(Beginning of GIVEN RECORDS)

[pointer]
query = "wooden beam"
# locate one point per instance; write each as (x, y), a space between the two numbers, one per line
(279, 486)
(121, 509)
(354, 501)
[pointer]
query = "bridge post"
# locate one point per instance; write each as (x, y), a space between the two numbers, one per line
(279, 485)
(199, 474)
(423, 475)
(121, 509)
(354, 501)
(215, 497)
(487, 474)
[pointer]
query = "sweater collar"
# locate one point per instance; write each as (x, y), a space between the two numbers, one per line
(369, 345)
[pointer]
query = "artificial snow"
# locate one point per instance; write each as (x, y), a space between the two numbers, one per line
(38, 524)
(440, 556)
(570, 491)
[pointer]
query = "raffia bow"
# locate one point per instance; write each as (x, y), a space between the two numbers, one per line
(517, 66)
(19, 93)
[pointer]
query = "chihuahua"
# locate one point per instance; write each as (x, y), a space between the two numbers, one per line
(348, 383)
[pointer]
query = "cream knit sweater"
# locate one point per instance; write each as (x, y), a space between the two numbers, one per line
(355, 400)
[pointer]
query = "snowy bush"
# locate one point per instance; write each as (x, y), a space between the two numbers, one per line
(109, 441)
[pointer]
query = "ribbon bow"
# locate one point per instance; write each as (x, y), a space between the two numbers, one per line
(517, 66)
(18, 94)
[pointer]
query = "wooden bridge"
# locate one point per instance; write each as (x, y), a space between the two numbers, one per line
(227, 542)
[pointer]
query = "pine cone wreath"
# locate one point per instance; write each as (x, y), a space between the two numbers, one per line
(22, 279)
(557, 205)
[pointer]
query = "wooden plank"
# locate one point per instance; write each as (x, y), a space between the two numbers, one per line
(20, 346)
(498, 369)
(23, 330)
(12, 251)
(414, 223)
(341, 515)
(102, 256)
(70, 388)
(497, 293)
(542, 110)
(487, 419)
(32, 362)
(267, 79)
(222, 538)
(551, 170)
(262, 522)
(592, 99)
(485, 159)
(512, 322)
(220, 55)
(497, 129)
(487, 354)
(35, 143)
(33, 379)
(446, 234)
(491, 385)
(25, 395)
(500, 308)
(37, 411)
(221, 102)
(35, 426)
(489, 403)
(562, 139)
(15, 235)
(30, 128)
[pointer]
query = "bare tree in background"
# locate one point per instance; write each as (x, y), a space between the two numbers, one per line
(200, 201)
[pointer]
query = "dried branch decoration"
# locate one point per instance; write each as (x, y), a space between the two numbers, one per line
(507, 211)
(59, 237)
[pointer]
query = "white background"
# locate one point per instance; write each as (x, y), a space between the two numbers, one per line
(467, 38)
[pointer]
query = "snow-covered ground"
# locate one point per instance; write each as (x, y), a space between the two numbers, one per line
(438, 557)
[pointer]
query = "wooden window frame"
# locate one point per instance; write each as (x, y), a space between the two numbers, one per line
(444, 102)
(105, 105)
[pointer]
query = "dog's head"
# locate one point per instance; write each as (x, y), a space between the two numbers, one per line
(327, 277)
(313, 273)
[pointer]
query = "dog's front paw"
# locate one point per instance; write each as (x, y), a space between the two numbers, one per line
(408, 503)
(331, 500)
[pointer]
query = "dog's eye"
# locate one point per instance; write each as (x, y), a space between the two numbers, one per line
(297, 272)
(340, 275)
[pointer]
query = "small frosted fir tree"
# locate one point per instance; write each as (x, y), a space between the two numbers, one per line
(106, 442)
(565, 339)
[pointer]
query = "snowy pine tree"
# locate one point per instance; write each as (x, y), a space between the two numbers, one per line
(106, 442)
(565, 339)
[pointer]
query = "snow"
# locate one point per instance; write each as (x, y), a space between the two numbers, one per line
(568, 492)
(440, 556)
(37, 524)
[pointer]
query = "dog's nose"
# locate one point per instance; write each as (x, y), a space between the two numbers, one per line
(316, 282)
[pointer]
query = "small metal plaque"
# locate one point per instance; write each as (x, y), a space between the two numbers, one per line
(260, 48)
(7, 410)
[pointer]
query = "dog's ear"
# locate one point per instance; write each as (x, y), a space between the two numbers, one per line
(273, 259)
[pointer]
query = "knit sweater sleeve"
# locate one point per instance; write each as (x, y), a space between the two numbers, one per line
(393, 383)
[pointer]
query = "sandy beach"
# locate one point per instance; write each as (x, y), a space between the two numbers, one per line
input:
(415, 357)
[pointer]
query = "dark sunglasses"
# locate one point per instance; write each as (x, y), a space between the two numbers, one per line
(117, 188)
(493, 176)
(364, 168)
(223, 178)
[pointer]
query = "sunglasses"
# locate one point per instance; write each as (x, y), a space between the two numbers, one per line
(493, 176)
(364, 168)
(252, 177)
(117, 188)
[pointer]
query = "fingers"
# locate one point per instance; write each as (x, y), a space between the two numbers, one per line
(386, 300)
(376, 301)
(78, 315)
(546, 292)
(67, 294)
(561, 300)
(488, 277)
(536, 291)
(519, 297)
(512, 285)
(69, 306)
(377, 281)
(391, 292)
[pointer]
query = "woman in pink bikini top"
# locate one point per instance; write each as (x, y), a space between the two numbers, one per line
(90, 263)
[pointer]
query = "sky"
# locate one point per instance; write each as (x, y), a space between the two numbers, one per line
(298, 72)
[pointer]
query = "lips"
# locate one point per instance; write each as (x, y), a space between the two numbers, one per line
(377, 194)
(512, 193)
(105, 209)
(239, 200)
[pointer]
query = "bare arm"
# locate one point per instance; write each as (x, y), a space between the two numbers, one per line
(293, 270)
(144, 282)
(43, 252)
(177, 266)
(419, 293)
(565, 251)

(End of GIVEN RECORDS)

*TASK DESCRIPTION*:
Transcribe the data above in full, exactly as it appears.

*EXERCISE ANSWER*:
[pointer]
query = "wooden beam"
# locate one point per instance; write each as (x, y), a space between the two numbers, one per line
(279, 486)
(121, 509)
(354, 501)
[pointer]
query = "bridge post"
# locate one point per instance; write each as (x, y), a space between the two numbers, one per line
(279, 485)
(199, 474)
(423, 475)
(121, 509)
(354, 501)
(215, 497)
(487, 474)
[pointer]
query = "sweater collar"
# locate one point per instance; write each as (x, y), a space between the two numbers, one per line
(369, 345)
[pointer]
query = "artificial snow"
# locate one point per instance; write each as (x, y), a space between the two numbers, one per line
(38, 524)
(440, 556)
(570, 491)
[pointer]
query = "raffia bow"
# locate one point per instance; write each as (x, y), a space between the two numbers, one per line
(517, 66)
(19, 93)
[pointer]
query = "chihuahua"
# locate one point per instance; write each as (x, y), a space between the two numbers, one per line
(348, 383)
[pointer]
query = "cream knit sweater"
# locate one point per instance; write each as (x, y), a space between the two numbers, one per line
(355, 400)
[pointer]
query = "snowy bush"
# locate one point per instance; write each as (x, y), a space between the two numbers, one per line
(109, 441)
[pointer]
query = "ribbon bow"
# locate one point per instance; write each as (x, y), a space between the two numbers, one per line
(517, 66)
(18, 94)
[pointer]
query = "wooden bridge"
# locate one point per instance; write each as (x, y), a space between the two numbers, one per line
(227, 542)
[pointer]
query = "pine cone wreath"
# locate one point per instance; write each as (x, y), a space between the two numbers, one per line
(22, 279)
(557, 205)
[pointer]
query = "wooden plank"
# locate one point per instance; write each as (x, y), a space between the two numbers, one per line
(20, 346)
(498, 369)
(23, 330)
(12, 251)
(414, 223)
(341, 515)
(102, 256)
(70, 388)
(497, 293)
(542, 110)
(487, 419)
(32, 362)
(267, 79)
(222, 538)
(551, 170)
(262, 522)
(592, 99)
(485, 159)
(512, 322)
(220, 55)
(497, 129)
(487, 354)
(35, 143)
(33, 379)
(446, 234)
(491, 385)
(25, 395)
(500, 308)
(37, 411)
(221, 102)
(35, 426)
(489, 403)
(562, 139)
(15, 235)
(30, 128)
[pointer]
query = "bare tree in background"
# locate one point per instance; write each as (x, y), a space between the two numbers, one per line
(200, 201)
[pointer]
query = "dried branch decoration"
# locate one point per instance; write each as (x, y), a space between the two numbers, one per line
(507, 211)
(59, 237)
[pointer]
query = "white background"
# locate one point per instance; write each as (x, y), a space between the two numbers, one per line
(467, 38)
[pointer]
query = "snow-covered ground"
# locate one point per instance; write each as (x, y), a space between the two numbers, one per line
(438, 557)
[pointer]
query = "wooden window frame"
# locate one point per instance; write each as (x, y), a space between the two numbers, one per line
(444, 102)
(105, 105)
[pointer]
query = "dog's head"
# locate one point per instance; write each as (x, y), a space between the two numbers, one per line
(327, 277)
(313, 273)
[pointer]
query = "dog's front paw"
# locate one point per instance; write each as (x, y), a space between the two numbers, one per line
(408, 503)
(331, 500)
[pointer]
query = "dog's eye"
# locate one point per instance; write each as (x, y), a space between the two numbers, one per line
(297, 272)
(340, 275)
[pointer]
query = "small frosted fir tree"
# locate one point per instance; write each as (x, y), a space between the two numbers, one per line
(106, 442)
(565, 339)
[pointer]
query = "snowy pine tree"
# locate one point per instance; write each as (x, y), a space between the two numbers, one per line
(106, 442)
(565, 339)
[pointer]
query = "snow"
# locate one point per instance; write each as (x, y), a space between the two numbers, one per line
(568, 492)
(440, 556)
(37, 524)
[pointer]
query = "dog's nose"
# locate one point per instance; write each as (x, y), a space between the two numbers, one per line
(316, 282)
[pointer]
query = "small metal plaque"
# locate one point per instance; write each as (x, y), a space between the two numbers, one per line
(260, 48)
(7, 410)
[pointer]
query = "dog's ear"
# locate one point per instance; write each as (x, y), a space between the two numbers, one per line
(273, 259)
[pointer]
query = "knit sweater sleeve"
# locate one point per instance; write each as (x, y), a space between the two numbers, one per line
(393, 383)
[pointer]
query = "sandy beach"
# locate one point per instance; write each as (x, y), a space between the two numbers, one per line
input:
(415, 357)
[pointer]
query = "dark sunglasses"
# locate one point per instance; write each as (x, y), a space between the two numbers, one per line
(117, 188)
(493, 176)
(364, 168)
(223, 178)
[pointer]
query = "sunglasses"
# locate one point per instance; write each as (x, y), a space between the two numbers, one per line
(493, 176)
(364, 168)
(252, 177)
(117, 188)
[pointer]
query = "fingers"
# locate one point per instance; write each as (x, y), a space between the two numbers, one per line
(386, 300)
(376, 301)
(78, 315)
(546, 292)
(67, 294)
(561, 300)
(488, 277)
(536, 291)
(519, 297)
(512, 285)
(69, 306)
(377, 281)
(391, 292)
[pointer]
query = "woman in pink bikini top"
# locate one point per instance; write each as (x, y), a space between the two numbers, one per line
(90, 263)
[pointer]
query = "sky"
# locate one point per instance; write each as (x, y), a space between the two numbers, one per line
(298, 72)
[pointer]
query = "lips"
# locate one point per instance; write each as (x, y), a space between the two numbers, one per line
(377, 194)
(512, 193)
(105, 209)
(239, 200)
[pointer]
query = "bare arm"
# locate one point per instance; write each as (x, y), a space between the two numbers, one per line
(293, 270)
(144, 282)
(43, 252)
(177, 266)
(419, 293)
(565, 251)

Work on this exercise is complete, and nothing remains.